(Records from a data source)
%%

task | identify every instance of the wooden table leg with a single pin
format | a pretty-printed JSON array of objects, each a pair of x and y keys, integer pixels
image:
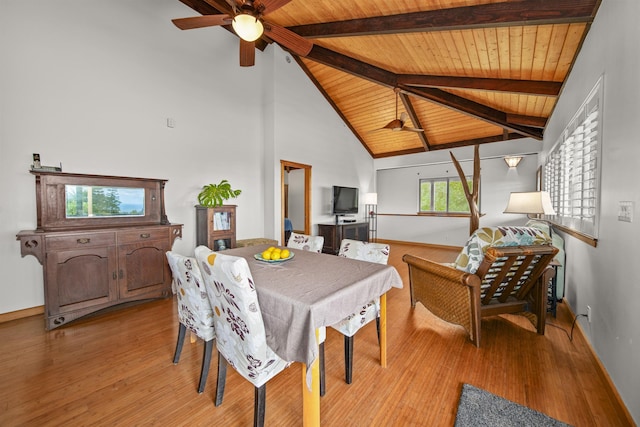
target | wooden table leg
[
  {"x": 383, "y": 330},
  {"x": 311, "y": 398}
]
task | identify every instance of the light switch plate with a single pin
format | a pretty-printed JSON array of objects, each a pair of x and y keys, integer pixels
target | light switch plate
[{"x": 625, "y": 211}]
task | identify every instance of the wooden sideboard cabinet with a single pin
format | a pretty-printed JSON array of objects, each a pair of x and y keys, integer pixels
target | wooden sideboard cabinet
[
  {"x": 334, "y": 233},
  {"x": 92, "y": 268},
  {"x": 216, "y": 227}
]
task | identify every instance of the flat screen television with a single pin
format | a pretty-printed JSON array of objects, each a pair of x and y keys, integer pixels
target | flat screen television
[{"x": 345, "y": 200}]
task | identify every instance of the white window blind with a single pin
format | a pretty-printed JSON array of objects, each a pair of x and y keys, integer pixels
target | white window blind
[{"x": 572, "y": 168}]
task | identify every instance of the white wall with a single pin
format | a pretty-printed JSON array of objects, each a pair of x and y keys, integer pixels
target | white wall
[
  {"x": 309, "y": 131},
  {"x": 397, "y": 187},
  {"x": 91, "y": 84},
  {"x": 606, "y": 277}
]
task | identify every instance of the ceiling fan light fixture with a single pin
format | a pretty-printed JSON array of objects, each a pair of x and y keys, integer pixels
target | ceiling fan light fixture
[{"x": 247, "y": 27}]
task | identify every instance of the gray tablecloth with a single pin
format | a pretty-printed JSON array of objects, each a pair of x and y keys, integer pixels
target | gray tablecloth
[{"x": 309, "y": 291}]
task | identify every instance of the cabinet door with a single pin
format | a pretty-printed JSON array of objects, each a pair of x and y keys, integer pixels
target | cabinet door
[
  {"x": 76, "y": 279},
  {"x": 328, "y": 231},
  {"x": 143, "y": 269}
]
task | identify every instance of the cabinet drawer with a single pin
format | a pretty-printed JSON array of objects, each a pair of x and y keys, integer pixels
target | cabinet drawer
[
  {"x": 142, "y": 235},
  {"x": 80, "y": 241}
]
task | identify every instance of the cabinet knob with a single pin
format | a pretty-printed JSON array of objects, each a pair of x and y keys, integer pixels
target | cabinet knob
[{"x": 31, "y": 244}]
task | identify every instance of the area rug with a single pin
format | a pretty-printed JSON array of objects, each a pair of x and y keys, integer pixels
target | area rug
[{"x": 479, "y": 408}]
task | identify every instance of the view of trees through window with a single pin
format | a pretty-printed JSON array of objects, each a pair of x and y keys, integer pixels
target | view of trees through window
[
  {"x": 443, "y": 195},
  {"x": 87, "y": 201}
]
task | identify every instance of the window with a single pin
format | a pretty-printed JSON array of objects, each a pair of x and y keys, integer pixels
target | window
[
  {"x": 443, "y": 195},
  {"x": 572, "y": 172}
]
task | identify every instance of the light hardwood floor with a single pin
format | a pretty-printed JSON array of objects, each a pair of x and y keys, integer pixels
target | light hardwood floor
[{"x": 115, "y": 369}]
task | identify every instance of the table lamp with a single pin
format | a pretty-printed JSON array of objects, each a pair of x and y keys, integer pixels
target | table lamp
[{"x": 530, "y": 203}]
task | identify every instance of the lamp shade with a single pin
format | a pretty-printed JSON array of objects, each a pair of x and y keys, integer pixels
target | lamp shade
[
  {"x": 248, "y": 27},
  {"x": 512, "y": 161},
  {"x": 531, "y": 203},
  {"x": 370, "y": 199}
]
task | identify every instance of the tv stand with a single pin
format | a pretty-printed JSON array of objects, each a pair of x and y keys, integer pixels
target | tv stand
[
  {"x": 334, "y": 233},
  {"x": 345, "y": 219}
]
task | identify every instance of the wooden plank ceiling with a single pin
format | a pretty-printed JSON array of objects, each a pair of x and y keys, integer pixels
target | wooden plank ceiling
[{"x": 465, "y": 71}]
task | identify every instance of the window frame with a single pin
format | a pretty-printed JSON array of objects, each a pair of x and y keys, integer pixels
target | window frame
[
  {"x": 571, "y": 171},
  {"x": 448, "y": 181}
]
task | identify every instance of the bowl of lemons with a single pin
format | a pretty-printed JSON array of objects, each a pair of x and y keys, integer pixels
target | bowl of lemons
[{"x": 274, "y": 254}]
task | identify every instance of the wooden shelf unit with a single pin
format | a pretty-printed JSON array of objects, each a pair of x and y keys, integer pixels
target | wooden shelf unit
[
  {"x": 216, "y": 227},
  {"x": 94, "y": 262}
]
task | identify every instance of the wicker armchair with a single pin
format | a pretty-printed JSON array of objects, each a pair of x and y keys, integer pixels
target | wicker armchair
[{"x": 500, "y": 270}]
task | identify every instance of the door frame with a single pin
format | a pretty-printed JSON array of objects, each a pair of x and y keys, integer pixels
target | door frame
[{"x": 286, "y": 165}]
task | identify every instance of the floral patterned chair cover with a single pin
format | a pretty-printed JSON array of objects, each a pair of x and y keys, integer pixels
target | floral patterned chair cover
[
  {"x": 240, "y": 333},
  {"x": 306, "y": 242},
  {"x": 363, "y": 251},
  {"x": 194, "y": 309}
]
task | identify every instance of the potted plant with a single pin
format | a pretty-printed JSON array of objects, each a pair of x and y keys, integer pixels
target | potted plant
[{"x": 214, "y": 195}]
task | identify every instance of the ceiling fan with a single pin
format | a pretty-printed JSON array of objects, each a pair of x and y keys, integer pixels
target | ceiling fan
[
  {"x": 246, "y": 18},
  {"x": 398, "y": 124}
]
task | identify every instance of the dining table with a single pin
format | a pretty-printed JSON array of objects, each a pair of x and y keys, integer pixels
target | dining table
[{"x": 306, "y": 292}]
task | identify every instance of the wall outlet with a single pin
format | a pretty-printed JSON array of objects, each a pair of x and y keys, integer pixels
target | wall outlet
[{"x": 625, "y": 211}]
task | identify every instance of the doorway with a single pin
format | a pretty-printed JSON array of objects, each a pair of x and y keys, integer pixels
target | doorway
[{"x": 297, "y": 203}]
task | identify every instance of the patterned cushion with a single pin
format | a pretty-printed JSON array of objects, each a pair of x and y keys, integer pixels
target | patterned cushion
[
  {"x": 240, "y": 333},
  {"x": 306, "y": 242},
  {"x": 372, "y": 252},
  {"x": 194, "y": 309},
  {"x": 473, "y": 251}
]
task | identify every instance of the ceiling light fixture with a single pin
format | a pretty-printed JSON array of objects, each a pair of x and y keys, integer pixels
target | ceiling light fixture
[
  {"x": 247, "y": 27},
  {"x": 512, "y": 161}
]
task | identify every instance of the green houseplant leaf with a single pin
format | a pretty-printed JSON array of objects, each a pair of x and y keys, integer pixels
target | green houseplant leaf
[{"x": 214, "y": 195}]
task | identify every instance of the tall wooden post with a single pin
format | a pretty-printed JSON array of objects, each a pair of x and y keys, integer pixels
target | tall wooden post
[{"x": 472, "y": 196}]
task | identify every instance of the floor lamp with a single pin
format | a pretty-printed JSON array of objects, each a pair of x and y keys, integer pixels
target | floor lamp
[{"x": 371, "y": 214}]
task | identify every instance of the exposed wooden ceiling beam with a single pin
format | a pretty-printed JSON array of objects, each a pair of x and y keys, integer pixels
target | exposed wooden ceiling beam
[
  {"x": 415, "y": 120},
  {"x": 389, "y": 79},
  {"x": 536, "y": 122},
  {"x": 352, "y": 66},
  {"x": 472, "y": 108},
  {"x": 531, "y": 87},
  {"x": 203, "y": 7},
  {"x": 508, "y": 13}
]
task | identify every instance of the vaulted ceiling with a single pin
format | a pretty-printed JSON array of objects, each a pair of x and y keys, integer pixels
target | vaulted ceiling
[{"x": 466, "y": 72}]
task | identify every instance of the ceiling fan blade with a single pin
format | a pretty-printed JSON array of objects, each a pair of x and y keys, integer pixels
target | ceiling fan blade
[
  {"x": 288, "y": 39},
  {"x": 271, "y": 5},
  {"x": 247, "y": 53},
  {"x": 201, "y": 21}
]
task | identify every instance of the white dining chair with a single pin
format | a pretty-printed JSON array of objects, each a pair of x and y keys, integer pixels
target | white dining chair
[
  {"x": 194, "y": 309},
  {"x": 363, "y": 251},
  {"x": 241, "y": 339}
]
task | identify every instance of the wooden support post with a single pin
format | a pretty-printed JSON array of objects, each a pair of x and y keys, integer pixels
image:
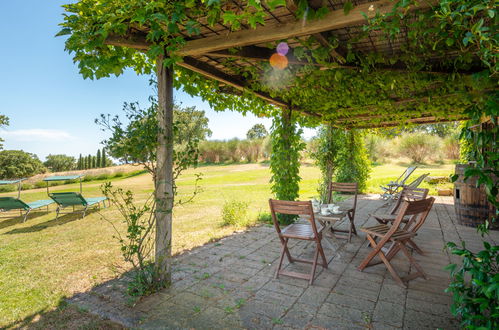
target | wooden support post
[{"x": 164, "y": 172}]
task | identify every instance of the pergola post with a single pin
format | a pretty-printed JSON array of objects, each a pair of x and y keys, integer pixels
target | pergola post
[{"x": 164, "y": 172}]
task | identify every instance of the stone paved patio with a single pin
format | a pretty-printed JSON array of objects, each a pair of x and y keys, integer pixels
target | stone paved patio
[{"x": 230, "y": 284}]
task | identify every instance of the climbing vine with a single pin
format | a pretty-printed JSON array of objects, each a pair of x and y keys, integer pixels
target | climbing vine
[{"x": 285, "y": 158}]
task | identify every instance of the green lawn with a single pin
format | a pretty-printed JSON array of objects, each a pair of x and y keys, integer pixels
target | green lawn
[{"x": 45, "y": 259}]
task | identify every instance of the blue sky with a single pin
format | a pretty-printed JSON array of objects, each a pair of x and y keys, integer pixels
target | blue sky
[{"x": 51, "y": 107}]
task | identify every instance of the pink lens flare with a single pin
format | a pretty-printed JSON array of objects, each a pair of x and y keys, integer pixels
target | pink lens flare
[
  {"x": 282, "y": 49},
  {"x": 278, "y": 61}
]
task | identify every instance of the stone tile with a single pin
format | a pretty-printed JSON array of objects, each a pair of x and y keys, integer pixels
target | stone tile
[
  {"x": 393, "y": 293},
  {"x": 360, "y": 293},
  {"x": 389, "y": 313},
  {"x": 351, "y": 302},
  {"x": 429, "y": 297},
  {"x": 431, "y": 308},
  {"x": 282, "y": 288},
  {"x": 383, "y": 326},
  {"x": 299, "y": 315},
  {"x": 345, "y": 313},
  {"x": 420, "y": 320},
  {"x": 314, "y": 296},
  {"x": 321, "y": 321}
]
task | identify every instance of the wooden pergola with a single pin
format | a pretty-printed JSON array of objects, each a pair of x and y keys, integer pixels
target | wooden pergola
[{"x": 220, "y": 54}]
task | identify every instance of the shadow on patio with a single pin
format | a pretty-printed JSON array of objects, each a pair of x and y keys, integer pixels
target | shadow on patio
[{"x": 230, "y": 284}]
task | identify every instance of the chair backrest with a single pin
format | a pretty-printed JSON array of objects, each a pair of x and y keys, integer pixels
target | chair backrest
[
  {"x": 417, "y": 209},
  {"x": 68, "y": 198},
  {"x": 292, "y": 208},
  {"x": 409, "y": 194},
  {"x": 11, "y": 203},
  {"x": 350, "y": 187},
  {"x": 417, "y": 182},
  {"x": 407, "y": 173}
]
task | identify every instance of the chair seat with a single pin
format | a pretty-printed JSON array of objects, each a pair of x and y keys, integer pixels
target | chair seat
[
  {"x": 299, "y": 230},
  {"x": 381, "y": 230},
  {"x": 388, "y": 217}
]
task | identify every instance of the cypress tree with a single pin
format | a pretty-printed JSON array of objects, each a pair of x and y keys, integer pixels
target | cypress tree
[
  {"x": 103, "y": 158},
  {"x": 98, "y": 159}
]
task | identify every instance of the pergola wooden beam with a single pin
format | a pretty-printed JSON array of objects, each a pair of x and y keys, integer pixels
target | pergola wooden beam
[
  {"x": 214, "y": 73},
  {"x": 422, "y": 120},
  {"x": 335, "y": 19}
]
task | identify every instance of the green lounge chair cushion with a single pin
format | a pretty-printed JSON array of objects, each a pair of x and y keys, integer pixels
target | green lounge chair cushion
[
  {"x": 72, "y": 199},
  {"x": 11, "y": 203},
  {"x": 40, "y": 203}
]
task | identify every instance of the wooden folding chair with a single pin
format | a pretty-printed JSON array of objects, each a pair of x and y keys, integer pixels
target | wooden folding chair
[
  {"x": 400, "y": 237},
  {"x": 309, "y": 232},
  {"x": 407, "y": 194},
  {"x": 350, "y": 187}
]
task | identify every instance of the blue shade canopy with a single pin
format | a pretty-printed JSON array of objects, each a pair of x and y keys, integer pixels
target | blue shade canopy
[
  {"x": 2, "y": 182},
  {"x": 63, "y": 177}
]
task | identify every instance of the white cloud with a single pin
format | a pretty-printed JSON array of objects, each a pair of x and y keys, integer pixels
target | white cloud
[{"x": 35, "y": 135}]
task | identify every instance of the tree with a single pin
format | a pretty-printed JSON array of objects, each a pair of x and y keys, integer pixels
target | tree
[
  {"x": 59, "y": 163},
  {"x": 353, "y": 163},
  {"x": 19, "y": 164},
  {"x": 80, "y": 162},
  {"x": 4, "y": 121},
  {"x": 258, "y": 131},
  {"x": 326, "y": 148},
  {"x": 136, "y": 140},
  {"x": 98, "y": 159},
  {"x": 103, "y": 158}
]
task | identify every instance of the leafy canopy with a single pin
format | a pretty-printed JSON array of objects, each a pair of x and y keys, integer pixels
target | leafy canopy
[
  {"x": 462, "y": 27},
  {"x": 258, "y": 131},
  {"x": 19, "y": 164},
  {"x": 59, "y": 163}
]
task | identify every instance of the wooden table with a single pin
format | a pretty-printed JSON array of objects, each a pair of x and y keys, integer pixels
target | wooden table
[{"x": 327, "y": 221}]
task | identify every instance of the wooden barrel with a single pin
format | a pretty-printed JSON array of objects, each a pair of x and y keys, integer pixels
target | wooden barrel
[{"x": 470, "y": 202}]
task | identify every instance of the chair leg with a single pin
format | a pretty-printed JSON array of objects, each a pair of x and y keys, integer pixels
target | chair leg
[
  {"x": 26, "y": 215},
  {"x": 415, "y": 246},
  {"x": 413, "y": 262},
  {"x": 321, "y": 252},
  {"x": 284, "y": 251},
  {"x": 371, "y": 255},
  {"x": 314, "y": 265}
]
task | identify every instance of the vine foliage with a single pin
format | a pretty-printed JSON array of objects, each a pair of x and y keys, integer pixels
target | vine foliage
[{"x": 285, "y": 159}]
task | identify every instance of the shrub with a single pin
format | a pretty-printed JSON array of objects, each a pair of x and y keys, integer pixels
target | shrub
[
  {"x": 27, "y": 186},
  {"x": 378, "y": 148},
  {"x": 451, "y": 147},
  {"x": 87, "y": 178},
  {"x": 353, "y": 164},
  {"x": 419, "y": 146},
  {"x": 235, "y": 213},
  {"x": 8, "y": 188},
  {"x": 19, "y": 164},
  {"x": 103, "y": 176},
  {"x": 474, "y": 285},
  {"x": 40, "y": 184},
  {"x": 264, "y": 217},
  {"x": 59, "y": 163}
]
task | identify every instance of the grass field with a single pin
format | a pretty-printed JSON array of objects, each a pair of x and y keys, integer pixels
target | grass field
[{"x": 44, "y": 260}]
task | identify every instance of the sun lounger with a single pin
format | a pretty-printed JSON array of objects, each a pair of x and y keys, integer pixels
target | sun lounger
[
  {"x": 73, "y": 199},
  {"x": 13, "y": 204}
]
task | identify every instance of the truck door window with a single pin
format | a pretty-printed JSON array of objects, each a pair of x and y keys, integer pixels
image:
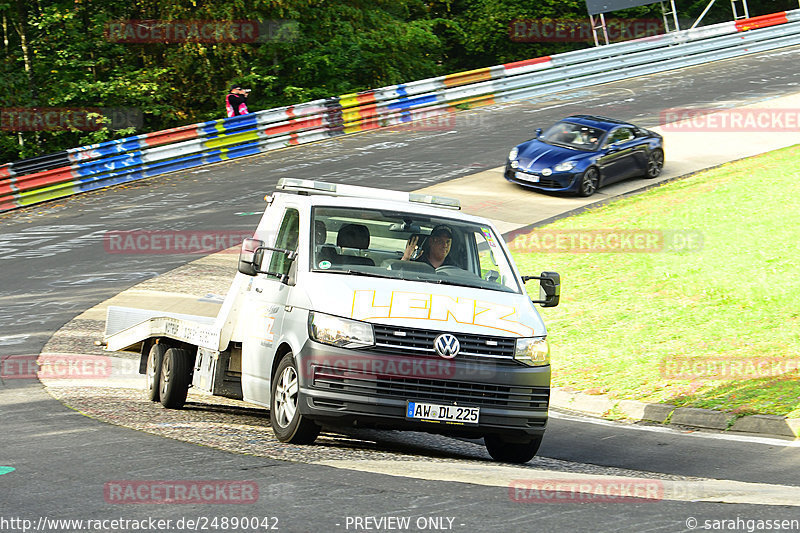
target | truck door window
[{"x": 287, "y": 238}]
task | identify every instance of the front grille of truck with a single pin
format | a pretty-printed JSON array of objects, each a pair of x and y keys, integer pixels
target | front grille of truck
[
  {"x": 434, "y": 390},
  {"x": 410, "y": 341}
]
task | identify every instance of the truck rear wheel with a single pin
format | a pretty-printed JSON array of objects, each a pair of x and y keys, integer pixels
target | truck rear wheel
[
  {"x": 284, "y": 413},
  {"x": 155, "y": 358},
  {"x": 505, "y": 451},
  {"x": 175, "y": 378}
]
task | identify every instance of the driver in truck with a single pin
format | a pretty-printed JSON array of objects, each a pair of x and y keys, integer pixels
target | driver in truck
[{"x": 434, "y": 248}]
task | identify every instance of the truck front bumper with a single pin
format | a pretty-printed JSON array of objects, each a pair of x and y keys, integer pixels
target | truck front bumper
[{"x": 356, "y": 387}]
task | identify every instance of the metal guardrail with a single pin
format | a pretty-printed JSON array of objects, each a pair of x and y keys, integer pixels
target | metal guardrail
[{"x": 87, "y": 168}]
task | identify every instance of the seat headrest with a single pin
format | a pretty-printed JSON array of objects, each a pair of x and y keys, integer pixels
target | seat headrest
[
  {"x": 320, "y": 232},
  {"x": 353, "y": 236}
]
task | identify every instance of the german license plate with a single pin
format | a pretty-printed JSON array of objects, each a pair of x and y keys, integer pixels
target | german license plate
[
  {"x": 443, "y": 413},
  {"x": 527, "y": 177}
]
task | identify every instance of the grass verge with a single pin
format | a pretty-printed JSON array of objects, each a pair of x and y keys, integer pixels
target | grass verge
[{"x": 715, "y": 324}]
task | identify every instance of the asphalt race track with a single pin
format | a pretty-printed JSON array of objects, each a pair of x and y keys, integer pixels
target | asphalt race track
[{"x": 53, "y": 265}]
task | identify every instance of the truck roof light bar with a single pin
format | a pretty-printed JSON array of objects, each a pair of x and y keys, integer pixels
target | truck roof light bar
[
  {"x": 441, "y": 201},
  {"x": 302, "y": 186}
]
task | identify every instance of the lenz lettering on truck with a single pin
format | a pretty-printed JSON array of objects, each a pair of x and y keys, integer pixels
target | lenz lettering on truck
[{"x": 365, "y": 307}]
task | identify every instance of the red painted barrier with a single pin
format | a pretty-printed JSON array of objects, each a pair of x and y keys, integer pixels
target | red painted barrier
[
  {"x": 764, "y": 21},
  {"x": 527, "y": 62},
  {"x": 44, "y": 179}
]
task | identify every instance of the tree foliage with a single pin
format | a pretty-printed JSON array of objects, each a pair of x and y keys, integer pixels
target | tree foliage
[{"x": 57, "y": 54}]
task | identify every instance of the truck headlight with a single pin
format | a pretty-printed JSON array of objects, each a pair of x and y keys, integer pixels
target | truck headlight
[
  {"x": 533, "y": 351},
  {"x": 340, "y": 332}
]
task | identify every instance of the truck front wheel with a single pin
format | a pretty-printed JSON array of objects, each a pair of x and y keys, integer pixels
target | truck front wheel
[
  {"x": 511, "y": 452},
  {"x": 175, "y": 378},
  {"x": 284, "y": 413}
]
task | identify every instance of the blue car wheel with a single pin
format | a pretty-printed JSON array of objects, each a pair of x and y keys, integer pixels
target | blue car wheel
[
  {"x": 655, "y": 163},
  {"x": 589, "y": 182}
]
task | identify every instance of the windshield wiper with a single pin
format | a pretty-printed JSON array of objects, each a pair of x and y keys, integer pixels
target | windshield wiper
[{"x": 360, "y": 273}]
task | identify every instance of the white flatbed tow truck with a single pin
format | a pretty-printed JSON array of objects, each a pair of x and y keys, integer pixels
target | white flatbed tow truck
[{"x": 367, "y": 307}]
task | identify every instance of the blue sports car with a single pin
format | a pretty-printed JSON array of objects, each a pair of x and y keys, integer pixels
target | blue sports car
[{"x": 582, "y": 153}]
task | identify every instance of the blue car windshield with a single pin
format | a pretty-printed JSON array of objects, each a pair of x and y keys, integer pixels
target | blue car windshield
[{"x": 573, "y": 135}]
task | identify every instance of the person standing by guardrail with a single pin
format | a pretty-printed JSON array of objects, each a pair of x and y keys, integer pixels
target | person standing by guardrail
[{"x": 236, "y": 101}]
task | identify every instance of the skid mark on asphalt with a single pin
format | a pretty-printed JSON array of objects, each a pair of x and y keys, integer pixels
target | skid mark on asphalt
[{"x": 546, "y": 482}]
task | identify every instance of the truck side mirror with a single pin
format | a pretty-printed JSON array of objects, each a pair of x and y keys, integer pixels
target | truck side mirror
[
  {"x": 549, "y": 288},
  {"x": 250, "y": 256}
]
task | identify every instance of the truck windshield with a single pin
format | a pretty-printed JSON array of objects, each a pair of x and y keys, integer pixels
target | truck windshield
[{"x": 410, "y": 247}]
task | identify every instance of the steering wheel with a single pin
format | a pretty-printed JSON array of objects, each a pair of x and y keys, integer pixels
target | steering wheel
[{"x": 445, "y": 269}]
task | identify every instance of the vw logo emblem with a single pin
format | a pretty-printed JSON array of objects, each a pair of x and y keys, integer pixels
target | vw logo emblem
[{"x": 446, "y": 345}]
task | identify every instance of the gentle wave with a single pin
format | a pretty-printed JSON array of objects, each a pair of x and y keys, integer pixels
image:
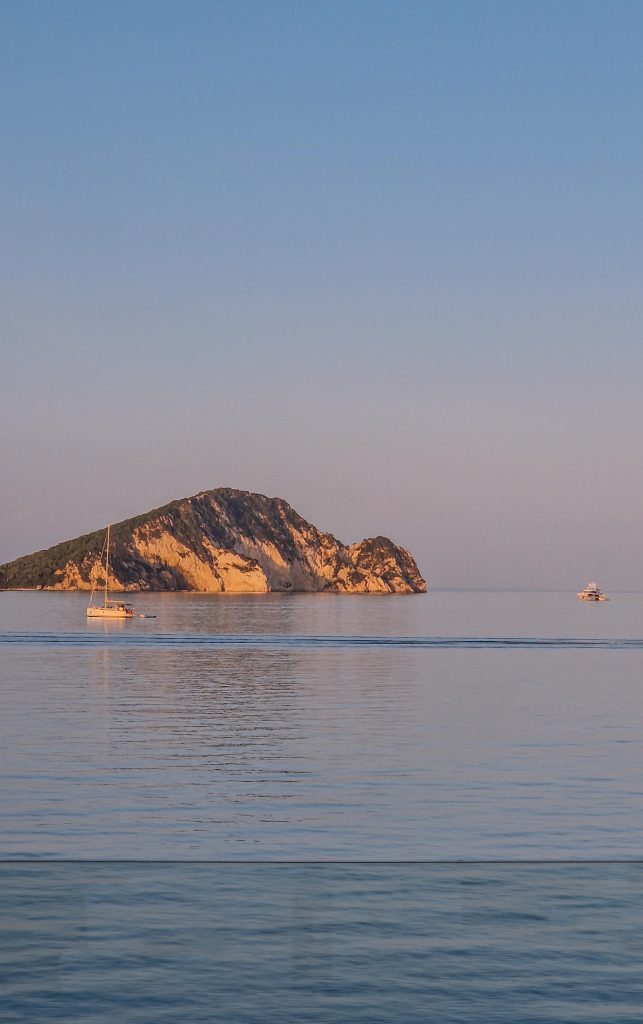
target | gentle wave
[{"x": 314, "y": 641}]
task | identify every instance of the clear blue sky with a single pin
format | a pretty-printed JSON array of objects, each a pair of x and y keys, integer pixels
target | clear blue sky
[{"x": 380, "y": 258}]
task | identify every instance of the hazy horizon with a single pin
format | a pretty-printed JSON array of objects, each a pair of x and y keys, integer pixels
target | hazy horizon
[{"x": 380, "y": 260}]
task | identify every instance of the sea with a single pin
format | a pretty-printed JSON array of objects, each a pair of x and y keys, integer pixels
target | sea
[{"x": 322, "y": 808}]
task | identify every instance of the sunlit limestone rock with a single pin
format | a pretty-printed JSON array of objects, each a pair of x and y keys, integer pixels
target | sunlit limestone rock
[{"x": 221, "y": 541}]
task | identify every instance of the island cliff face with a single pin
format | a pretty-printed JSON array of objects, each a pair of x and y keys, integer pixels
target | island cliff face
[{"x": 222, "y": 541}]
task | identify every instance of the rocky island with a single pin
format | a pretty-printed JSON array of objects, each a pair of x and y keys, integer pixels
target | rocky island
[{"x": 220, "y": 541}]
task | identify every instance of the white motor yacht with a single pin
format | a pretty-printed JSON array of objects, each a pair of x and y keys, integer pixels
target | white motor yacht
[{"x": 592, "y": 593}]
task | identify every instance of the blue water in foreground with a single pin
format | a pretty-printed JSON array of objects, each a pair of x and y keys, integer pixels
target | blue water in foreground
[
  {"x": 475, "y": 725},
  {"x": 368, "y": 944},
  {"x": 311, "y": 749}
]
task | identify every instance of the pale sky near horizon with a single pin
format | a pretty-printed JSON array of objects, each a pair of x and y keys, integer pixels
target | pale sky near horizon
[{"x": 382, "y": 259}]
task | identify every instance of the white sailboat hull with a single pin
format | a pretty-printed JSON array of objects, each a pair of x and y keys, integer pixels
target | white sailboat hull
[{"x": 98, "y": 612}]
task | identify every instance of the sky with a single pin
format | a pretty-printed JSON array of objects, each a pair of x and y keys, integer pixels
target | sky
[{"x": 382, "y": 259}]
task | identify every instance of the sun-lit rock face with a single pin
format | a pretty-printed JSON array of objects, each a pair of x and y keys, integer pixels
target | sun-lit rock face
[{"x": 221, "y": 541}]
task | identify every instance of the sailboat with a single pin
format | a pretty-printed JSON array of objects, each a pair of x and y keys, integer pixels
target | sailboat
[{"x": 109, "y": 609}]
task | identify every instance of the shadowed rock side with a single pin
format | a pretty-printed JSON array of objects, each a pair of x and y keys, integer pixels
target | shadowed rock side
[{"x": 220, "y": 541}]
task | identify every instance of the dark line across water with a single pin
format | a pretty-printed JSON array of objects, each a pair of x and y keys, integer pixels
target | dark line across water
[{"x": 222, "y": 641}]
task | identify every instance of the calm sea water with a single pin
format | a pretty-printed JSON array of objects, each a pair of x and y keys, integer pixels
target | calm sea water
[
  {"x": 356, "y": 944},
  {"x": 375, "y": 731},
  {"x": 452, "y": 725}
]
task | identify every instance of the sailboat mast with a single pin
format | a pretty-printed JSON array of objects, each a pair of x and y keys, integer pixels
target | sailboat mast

%%

» Exercise prompt:
Exact duplication is required for the lines above, from the line that contains "task | identify every instance of the german" to the line that contains "task | identify every instance of the lenz", inclusive; omit all others.

» Task result:
task | identify every instance of the german license plate with a single pin
format | a pretty-printed JSON array of objects, each a pair of x and y keys, integer pixels
target | german license plate
[
  {"x": 443, "y": 413},
  {"x": 527, "y": 177}
]
task | identify every instance of the grass verge with a single pin
format | a pretty-printed JSON array of objects, each a pair of x and y keys, integer pixels
target | grass verge
[{"x": 715, "y": 324}]
task | identify every instance of the asphalt race track with a single pin
format | a pretty-printed JSON array of objects, each a pair of x and y keys, integer pixels
target | asphalt race track
[{"x": 53, "y": 265}]
task | identify every instance of the truck roof light bar with a single pin
format | a pretty-printed JSON array of objects, each a pair of x and y keys, integer pixels
target | truck roof light bar
[
  {"x": 441, "y": 201},
  {"x": 302, "y": 186}
]
task | identify every instance of the lenz lettering on truck with a single pin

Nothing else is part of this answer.